[Start Task inputs]

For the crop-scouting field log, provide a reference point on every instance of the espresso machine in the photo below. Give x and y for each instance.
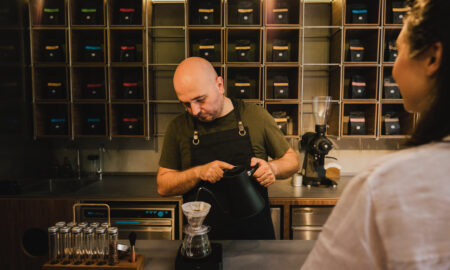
(316, 146)
(196, 251)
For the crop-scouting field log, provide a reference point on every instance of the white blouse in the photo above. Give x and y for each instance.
(394, 215)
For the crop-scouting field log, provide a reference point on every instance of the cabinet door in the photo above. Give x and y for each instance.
(23, 230)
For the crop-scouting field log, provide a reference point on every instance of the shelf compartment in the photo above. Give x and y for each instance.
(204, 12)
(282, 45)
(400, 123)
(10, 49)
(206, 43)
(50, 84)
(52, 120)
(166, 46)
(389, 88)
(243, 13)
(126, 46)
(360, 83)
(242, 86)
(163, 115)
(126, 12)
(389, 49)
(286, 116)
(243, 46)
(323, 13)
(367, 123)
(362, 12)
(322, 46)
(89, 119)
(87, 12)
(321, 81)
(49, 46)
(161, 83)
(282, 12)
(89, 83)
(11, 83)
(309, 124)
(88, 46)
(128, 120)
(48, 12)
(127, 84)
(368, 39)
(395, 11)
(282, 83)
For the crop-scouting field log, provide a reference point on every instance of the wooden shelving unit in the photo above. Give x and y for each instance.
(312, 39)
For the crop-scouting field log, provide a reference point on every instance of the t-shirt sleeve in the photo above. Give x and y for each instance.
(170, 155)
(275, 142)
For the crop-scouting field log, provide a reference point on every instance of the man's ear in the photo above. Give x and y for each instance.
(434, 58)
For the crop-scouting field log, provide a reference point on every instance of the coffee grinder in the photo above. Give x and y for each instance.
(316, 146)
(196, 251)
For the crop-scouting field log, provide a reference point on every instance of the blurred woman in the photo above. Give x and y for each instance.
(395, 214)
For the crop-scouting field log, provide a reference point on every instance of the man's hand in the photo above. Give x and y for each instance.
(213, 171)
(265, 174)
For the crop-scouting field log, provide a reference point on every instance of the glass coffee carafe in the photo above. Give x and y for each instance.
(196, 243)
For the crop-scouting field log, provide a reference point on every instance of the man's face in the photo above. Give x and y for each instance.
(203, 100)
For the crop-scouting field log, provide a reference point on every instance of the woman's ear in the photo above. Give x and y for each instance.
(434, 58)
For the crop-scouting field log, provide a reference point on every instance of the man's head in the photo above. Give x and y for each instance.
(199, 89)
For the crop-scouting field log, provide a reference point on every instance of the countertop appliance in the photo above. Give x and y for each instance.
(149, 220)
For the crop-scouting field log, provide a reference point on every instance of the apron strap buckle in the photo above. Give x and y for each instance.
(195, 139)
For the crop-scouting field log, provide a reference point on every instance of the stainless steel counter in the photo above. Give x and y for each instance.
(237, 254)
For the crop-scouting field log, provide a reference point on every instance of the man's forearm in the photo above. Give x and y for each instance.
(173, 182)
(285, 166)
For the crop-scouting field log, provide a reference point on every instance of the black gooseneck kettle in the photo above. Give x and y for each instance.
(238, 196)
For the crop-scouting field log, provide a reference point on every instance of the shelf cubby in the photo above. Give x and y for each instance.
(395, 11)
(128, 120)
(166, 45)
(127, 84)
(89, 119)
(161, 83)
(206, 43)
(50, 84)
(389, 49)
(360, 83)
(126, 46)
(89, 83)
(52, 120)
(243, 46)
(243, 12)
(164, 14)
(88, 46)
(49, 46)
(246, 86)
(282, 12)
(126, 12)
(291, 111)
(204, 12)
(369, 40)
(322, 46)
(369, 113)
(48, 12)
(369, 10)
(321, 80)
(282, 83)
(282, 45)
(406, 120)
(87, 12)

[End Task inputs]

_Directions_
Give the entries again word for word, but skip the pictures.

_Finished exercise_
For the crop-scouting field log, provide a reference point on every instance of the espresso machine in the photo below. Give x and y for each instance.
(316, 146)
(196, 251)
For the crop-scouting field log, provide a reference point on every instance of the white blouse in the photo above. Give x and y for each instance.
(394, 215)
For the crop-scouting field log, provide a reference point on every instance of the cabinet door in the photo above. Give x and y for each instance.
(23, 230)
For the crop-scouting field log, provide a reference point on every instance of the shelf compartment in the photo above. Give x and y for each instance.
(204, 12)
(282, 45)
(400, 123)
(10, 49)
(206, 43)
(50, 84)
(52, 120)
(166, 46)
(389, 88)
(243, 13)
(126, 46)
(360, 83)
(242, 86)
(163, 115)
(126, 12)
(389, 49)
(286, 116)
(243, 46)
(323, 13)
(367, 123)
(362, 12)
(322, 46)
(89, 119)
(87, 12)
(321, 81)
(49, 46)
(161, 83)
(282, 12)
(89, 83)
(11, 83)
(309, 124)
(88, 46)
(128, 120)
(48, 12)
(127, 84)
(368, 39)
(395, 11)
(282, 83)
For the crop-scouting field log, provide a reference point on every instance of the wooden shelving unit in the photo above. Give x and y for each instance.
(312, 39)
For the crop-scouting field log, provide a reference point on every instance of the t-shirt sleeve in the photo above. Give x and y for each instance.
(170, 155)
(275, 142)
For the crop-scouting field log, provide a reference point on every instance of the man's ear in the photo above. Give x and y for each instance.
(434, 58)
For the crop-scouting field log, provide a reference point on every instance of the coffee grinder in the photo above. Give x and y for each instance.
(316, 146)
(196, 251)
For the crop-scouting field log, provide a reference point on every instance of the blurred woman in the photo above. Give x and y for each instance.
(395, 214)
For the crop-scouting field log, provide a reference point on every instance of the man's hand in the photo above. Give x and y for each instance.
(213, 171)
(265, 174)
For the crop-scouting field log, provide a reference point on every instance of the glass coffee carafe in the photo above. Give x and y for each instance.
(196, 243)
For the crop-scouting field log, provide a reference point on every instance of the man's face in the photo above. Give x and y for each instance.
(203, 100)
For the crop-scouting field log, provide a reference point on every instance of the woman's ear in the photo above. Give x and y for each instance.
(434, 58)
For the crop-scouting field log, provide a reference point on every instance of the man's head in the photo above. Give x and y for each instance.
(199, 89)
For the crop-scouting field log, provide a reference point on every instance of the countertop appliance in the photo above. Give x and y for each instance.
(149, 220)
For the crop-scouting field log, provide a reference point on every instance of the apron strap buckle in the photo above. Give x and y for each instance.
(195, 139)
For the crop-scouting field log, provide a reference point on every instance of the stainless steel counter in the photo above. Give x and y for each instance.
(237, 254)
For the crop-scouting field log, provide a reference point on every instance of the man's forearm in the photo above. Give x and y for each instance.
(173, 182)
(285, 166)
For the crop-scouting field log, provide a reference point on every instance of the black gooseneck kettle in the photo above. Give x and y for each instance.
(238, 196)
For the crop-scouting field log, provide a reference point on every instance of the shelf cubby in the photo above. Give x and y for each instance.
(395, 11)
(128, 120)
(166, 45)
(127, 84)
(89, 119)
(161, 83)
(206, 43)
(50, 84)
(389, 49)
(360, 83)
(126, 46)
(89, 83)
(52, 120)
(243, 46)
(243, 12)
(164, 14)
(88, 46)
(49, 46)
(246, 86)
(282, 12)
(126, 12)
(291, 111)
(204, 12)
(369, 40)
(322, 46)
(369, 113)
(48, 12)
(369, 10)
(321, 80)
(282, 83)
(282, 45)
(406, 120)
(87, 12)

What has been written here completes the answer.